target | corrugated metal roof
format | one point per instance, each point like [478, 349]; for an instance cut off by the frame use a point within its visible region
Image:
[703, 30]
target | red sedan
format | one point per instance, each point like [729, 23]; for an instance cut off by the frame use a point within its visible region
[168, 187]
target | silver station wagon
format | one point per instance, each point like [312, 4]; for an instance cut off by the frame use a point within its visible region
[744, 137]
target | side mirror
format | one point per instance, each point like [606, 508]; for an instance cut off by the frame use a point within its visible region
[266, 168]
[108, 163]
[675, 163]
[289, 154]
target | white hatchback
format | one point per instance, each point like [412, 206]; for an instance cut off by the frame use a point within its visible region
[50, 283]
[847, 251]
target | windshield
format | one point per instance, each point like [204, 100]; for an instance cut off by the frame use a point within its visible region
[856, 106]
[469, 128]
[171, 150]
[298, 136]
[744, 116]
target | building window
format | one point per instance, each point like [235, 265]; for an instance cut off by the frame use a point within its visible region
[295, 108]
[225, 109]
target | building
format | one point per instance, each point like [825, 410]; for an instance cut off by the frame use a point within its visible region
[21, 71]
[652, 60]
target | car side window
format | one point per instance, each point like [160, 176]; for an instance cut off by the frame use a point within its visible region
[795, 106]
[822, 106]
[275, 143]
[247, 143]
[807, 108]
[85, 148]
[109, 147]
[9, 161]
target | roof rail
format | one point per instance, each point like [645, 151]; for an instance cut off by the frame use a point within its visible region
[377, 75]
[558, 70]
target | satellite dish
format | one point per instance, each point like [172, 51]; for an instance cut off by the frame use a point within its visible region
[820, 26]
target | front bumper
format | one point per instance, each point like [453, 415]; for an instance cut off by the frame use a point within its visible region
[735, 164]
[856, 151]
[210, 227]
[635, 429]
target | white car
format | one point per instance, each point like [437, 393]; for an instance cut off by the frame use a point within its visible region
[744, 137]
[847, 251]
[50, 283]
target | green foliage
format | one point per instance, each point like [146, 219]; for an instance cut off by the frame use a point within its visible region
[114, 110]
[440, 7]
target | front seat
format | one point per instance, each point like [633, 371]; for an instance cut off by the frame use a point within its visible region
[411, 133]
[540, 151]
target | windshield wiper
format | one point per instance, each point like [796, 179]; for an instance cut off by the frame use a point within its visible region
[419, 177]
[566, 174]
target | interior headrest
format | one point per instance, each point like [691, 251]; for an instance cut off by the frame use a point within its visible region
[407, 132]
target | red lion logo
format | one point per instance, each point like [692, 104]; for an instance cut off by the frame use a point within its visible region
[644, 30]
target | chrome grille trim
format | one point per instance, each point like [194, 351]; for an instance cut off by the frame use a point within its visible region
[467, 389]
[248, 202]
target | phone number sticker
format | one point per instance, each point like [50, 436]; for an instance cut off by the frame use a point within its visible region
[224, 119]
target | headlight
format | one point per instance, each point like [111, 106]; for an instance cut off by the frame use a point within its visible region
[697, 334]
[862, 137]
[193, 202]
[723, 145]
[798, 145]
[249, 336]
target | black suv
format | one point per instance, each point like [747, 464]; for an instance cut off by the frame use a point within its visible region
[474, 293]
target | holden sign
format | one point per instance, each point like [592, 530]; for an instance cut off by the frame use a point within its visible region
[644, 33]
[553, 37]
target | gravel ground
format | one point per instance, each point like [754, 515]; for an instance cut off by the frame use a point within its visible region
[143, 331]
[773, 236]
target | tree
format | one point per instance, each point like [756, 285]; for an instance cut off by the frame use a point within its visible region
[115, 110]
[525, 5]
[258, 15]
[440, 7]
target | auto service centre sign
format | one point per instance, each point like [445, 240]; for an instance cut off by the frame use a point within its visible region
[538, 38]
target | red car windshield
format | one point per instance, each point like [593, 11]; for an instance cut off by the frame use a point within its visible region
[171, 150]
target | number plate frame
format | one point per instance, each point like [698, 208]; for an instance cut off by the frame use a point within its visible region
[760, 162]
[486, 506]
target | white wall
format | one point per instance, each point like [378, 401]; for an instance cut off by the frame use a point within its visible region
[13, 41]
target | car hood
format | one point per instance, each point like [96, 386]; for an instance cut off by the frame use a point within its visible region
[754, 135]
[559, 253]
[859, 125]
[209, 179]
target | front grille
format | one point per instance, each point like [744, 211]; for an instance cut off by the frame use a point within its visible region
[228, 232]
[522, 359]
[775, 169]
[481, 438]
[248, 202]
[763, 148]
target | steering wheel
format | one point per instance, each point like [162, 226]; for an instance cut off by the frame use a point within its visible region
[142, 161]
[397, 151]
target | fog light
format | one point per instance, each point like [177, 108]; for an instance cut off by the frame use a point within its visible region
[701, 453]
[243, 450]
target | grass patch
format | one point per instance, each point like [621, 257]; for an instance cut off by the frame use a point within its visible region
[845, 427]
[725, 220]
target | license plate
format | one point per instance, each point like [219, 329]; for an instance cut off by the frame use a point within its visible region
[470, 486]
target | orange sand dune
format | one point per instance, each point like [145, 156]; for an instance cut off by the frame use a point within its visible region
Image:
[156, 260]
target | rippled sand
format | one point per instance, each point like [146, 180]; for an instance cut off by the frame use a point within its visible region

▶ **GIVEN TASK**: Copy the lines from the one containing "target | orange sand dune" through the last line, word for word.

▶ **TASK RESPONSE**:
target | orange sand dune
format | one point per instance, each point like [145, 156]; for an instance cut off by the frame use a point within its visible region
Image:
[156, 260]
target | rippled sand
format | one point per instance, each point like [146, 180]; for an instance cut off by the frame use a point within its visible region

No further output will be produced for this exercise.